* Text extract *
--------------------
# Solved: Toshiba laptop battery loses charge



## DKTaber (Oct 26, 2001)

My Toshiba P755-S5198 battery loses charge even when the computer is shut down (not sleep, not hibernation -- powered off by clicking "Shut down" at the Start button). The rate at which it discharges is alarming -- 15-20% per day. I've checked the BIOS to see if by chance something was enabled that would drain it, but nothing is. It's only just over a year old and has always done this.

What's draining the battery?


----------



## captainron276 (Sep 11, 2010)

If it has been doing this from the very beginning did you ever check in with warranty about it? One bad cell can cause what you are describing and I would have thought this could have been resolved with Toshiba.


----------



## DKTaber (Oct 26, 2001)

captainron276 said:


> If it has been doing this from the very beginning did you ever check in with warranty about it? One bad cell can cause what you are describing and I would have thought this could have been resolved with Toshiba.


Did not. Didn't really notice until recently because the computer had been going into sleep mode when I closed the lid, so for a long time, I assumed that was why it was draining the battery. But recently I started shutting it down. It's only then that I noticed that it still loses power when shut down.

If its a bad cell, I assume it would lose a noticeable amount of juice even when removed from the computer. . . which I just did this morning. I will put it back in tomorrow and see if it has lost some charge.


----------



## captainron276 (Sep 11, 2010)

Keep us posted..


----------



## DKTaber (Oct 26, 2001)

Put the battery back in this morning, so it was out for about 20-22 hours. NO LOSS OF CHARGE (was 100% when I put it back in). So, there appears to be nothing wrong with the battery.


----------



## captainron276 (Sep 11, 2010)

I would have to agree; but it sure is a shame that it's not under warranty now Maybe one of the Tech's will have an idea for you DKTaber.


----------



## DKTaber (Oct 26, 2001)
--------------------
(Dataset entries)
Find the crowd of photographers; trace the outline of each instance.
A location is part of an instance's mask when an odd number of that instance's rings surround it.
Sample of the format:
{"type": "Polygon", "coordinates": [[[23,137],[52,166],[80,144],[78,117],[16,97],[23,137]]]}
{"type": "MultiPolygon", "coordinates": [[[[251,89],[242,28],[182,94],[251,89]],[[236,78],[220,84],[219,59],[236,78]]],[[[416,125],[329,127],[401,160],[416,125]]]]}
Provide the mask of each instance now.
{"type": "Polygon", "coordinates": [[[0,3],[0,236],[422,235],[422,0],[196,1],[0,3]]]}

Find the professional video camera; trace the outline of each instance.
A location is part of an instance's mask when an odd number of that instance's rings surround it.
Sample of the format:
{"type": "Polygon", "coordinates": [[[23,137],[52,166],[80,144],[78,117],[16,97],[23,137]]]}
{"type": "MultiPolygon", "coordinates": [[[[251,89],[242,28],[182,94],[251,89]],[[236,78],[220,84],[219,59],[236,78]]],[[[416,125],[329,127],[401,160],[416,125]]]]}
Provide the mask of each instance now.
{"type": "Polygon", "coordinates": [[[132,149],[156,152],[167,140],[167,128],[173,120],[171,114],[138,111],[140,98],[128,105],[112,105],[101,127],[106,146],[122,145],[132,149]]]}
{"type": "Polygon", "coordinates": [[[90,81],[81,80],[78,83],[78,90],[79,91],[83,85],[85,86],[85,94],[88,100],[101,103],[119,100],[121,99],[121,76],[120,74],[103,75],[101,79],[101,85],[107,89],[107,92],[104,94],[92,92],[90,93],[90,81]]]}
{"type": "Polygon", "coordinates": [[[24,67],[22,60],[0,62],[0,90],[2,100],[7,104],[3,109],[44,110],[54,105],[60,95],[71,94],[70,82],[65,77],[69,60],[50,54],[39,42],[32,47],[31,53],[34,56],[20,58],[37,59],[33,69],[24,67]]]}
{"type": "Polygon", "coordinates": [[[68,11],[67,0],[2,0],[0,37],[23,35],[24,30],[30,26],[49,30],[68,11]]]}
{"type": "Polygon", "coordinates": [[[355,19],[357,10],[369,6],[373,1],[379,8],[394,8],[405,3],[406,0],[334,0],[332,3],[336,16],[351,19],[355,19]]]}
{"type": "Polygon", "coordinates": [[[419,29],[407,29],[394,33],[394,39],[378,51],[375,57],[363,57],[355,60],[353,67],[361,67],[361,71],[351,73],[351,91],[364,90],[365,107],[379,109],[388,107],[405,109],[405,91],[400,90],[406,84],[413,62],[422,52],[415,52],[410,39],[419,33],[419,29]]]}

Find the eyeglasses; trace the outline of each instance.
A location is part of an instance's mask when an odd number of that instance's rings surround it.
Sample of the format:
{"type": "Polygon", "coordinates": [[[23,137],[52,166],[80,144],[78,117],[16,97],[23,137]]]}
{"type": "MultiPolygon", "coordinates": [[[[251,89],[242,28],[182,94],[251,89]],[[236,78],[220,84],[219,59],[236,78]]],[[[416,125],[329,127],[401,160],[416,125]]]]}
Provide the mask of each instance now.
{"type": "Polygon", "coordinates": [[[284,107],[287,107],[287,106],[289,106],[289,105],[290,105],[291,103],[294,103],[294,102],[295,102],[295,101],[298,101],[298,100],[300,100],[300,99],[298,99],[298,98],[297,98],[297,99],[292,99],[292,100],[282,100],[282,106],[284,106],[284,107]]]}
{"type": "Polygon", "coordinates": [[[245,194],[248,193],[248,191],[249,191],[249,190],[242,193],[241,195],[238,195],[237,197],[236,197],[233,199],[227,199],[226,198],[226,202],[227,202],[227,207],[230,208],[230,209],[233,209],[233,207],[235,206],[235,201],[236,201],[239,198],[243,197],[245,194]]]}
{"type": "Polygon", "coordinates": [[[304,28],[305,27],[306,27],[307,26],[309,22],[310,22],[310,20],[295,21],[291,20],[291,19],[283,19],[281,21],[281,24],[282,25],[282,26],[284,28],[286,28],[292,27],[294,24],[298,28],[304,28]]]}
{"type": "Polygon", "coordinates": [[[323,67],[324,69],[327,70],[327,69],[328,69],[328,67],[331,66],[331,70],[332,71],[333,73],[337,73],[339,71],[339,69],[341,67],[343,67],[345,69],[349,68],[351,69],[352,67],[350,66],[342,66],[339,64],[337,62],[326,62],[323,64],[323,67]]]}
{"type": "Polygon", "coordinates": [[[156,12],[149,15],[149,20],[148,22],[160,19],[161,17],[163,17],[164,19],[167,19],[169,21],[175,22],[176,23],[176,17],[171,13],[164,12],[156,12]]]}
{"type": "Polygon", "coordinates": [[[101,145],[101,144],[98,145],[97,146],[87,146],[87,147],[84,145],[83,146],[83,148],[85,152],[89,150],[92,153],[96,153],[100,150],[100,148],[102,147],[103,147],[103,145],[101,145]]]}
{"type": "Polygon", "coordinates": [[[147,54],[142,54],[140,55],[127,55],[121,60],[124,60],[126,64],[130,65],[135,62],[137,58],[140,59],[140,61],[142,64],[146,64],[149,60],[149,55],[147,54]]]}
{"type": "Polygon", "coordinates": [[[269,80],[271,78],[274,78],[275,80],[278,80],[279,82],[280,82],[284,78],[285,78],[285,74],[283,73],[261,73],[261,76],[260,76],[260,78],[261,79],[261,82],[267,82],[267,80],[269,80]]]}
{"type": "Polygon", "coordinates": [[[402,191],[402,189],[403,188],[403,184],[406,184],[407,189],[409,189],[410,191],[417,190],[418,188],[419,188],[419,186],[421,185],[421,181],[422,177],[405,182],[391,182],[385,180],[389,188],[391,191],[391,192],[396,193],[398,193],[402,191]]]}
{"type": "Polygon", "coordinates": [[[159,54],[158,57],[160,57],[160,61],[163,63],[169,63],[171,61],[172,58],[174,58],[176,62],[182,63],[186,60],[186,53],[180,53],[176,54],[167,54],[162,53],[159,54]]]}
--------------------
* Tasks *
(a) Echo the laptop battery thread word for word, starting with "Keep us posted.." and going on through "with the battery.".
(b) Proceed with the laptop battery thread, beginning right after its final line.

* Task results *
(a)
Keep us posted..


----------



## DKTaber (Oct 26, 2001)

Put the battery back in this morning, so it was out for about 20-22 hours. NO LOSS OF CHARGE (was 100% when I put it back in). So, there appears to be nothing wrong with the battery.

(b)
I found a forum on Toshiba's site. One of the major sub-forums was Batteries and Power, in which I found a couple of old threads dealing with the same issue. The suggested solution was to turn off "Sleep and Charge" in the BIOS; that option apparently draws some power while the computer is in sleep or hibernation. Not sure about its effect when the computer is turned OFF, but I have disabled it, turned the computer off, and unplugged it from the charger as 11am today. Will check it tomorrow and report back here.


----------



## captainron276 (Sep 11, 2010)

OK


----------



## DKTaber (Oct 26, 2001)

Just fired the laptop up after being off for 26 hours and not plugged in. Battery was fully charged when it was turned off. Battery (after boot) was 94%. Given that the boot-up itself takes a fair amount of energy, that seem's normal/A-OK with me. So I think turning off the "Sleep and Charge" (which should be renamed "Sleep and Discharge") in the BIOS did the trick.

I have marked the thread as solved.


----------



## captainron276 (Sep 11, 2010)

Thanks for the update DKTaber


----------



## golddust (Jan 2, 2005)

Back around the time you got your computer Toshiba replaced my battery which was almost a year old then. They were having a problem with the batteries they were getting - maybe they changed vendors or something. Try calling Toshiba (support number should be on your Computer Properties screen (right click on computer in start menu then click Properties). My battery was only getting two hours instead of the advertised four. I had no problem with them at all. They didn't give me a hard time or anything. They knew!!!


----------



## DKTaber (Oct 26, 2001)

I don't know that there's anything wrong with the battery. I've never left the computer on long enough to run the battery all the way down. My sense is that it would last about 2-2.5 hours. . . but how long a battery charge lasts is highly dependent on the power settings. I'm sure I could get 4 hours out of it if I use eco mode, but that slows the CPU and greatly reduces screen brightness, neither of which I'm happy with. I want full CPU power and a bright screen -- all the time.

Toshiba support claims I have a utility on the computer called "PC Health Monitor" that will tell me (among other things) whether the battery is healthy or not. I'm supposed to be able to access it by typing "health" in the Search bar. Doing so produces only documents and files with the word "health" in them. I downloaded and installed the latest version of that program from their site, but again, "health" in the Search bar doesn't find it and it's not in the TOSHIBA folder. It IS listed in Programs and Features, but I can find no way to access it.


----------



## captainron276 (Sep 11, 2010)

Try this free program as it does check on battery health among other things like temps and voltages.

http://www.cpuid.com/softwares/hwmonitor.html


----------



## DKTaber (Oct 26, 2001)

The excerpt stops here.